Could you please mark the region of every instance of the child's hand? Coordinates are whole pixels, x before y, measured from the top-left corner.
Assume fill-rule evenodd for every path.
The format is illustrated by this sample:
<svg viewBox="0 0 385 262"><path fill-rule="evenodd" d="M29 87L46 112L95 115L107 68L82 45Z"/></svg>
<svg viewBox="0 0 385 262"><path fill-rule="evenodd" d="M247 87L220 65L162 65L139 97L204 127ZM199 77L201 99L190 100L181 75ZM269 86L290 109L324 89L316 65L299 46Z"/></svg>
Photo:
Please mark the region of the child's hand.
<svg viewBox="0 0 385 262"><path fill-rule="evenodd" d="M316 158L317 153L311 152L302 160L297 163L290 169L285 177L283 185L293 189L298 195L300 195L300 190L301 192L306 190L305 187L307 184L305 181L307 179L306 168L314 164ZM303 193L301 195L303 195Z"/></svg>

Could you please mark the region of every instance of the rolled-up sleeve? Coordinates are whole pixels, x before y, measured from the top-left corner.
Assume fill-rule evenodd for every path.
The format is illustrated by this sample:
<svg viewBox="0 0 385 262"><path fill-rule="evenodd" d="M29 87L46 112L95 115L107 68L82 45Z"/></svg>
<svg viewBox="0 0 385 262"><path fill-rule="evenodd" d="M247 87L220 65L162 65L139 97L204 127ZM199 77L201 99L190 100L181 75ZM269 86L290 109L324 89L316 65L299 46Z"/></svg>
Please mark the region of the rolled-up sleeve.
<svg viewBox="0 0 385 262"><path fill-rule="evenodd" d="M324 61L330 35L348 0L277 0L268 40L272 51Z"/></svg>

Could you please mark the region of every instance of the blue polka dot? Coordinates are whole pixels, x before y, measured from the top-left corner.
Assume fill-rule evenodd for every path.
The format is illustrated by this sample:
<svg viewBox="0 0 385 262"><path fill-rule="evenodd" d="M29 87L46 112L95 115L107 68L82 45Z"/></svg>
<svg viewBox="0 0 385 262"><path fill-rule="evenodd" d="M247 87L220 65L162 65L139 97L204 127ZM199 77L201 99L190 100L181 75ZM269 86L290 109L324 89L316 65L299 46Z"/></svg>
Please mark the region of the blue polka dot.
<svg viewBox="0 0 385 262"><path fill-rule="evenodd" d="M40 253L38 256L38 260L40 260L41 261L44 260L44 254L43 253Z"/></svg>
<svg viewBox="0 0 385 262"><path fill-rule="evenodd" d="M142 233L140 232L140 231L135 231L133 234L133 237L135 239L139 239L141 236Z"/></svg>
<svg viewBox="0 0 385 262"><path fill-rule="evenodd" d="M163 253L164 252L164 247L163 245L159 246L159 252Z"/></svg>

Given problem
Convert all the rows above into a Markdown table with the columns No. and Line. Put each non-blank line in its own table row with its number, and leave out blank lines.

Solution for this task
| No. | Line |
|---|---|
| 1 | Could you please mark the region of every instance of the child's hand? Coordinates are whole pixels, x before y, measured from the top-left corner. |
| 2 | Assume fill-rule evenodd for every path. |
| 3 | The format is illustrated by this sample: |
| 4 | <svg viewBox="0 0 385 262"><path fill-rule="evenodd" d="M29 87L46 112L95 115L107 68L82 45Z"/></svg> |
| 5 | <svg viewBox="0 0 385 262"><path fill-rule="evenodd" d="M247 87L220 65L162 65L139 97L204 127ZM199 77L201 99L190 100L181 75ZM269 86L290 109L324 89L316 65L299 46Z"/></svg> |
| 6 | Photo: |
| 7 | Please mark the region of the child's hand. |
| 8 | <svg viewBox="0 0 385 262"><path fill-rule="evenodd" d="M316 158L317 153L311 152L302 160L297 163L290 169L285 177L283 185L293 189L298 195L300 195L300 190L301 192L306 190L305 187L307 184L305 181L307 179L306 168L314 164ZM303 193L301 195L303 195Z"/></svg> |
| 9 | Could you please mark the region of every instance of the rolled-up sleeve? Coordinates are whole pixels, x before y, measured from the top-left corner. |
| 10 | Assume fill-rule evenodd for every path. |
| 11 | The format is illustrated by this sample: |
| 12 | <svg viewBox="0 0 385 262"><path fill-rule="evenodd" d="M29 87L46 112L95 115L107 68L82 45Z"/></svg> |
| 13 | <svg viewBox="0 0 385 262"><path fill-rule="evenodd" d="M247 87L220 65L162 65L139 97L204 127ZM199 77L201 99L190 100L181 75ZM269 86L290 109L324 89L316 65L299 46Z"/></svg> |
| 14 | Please mark the region of the rolled-up sleeve. |
| 15 | <svg viewBox="0 0 385 262"><path fill-rule="evenodd" d="M324 61L330 35L348 0L277 0L268 40L272 51Z"/></svg> |
| 16 | Could you please mark the region of every instance of the blue polka dot? Coordinates are whole pixels, x before y, measured from the top-left corner. |
| 17 | Assume fill-rule evenodd for every path. |
| 18 | The format is illustrated by this sample: |
| 19 | <svg viewBox="0 0 385 262"><path fill-rule="evenodd" d="M29 87L46 112L95 115L107 68L82 45Z"/></svg> |
| 20 | <svg viewBox="0 0 385 262"><path fill-rule="evenodd" d="M247 87L220 65L162 65L139 97L204 127ZM199 77L201 99L190 100L181 75ZM269 86L290 109L324 89L316 65L299 46Z"/></svg> |
| 21 | Please mark the region of the blue polka dot. |
| 22 | <svg viewBox="0 0 385 262"><path fill-rule="evenodd" d="M40 253L38 256L38 260L40 260L41 261L44 260L44 254L43 253Z"/></svg> |
| 23 | <svg viewBox="0 0 385 262"><path fill-rule="evenodd" d="M142 233L140 232L140 231L135 231L133 234L133 237L135 239L139 239L141 236Z"/></svg> |
| 24 | <svg viewBox="0 0 385 262"><path fill-rule="evenodd" d="M163 253L164 252L164 247L163 245L159 246L159 252Z"/></svg> |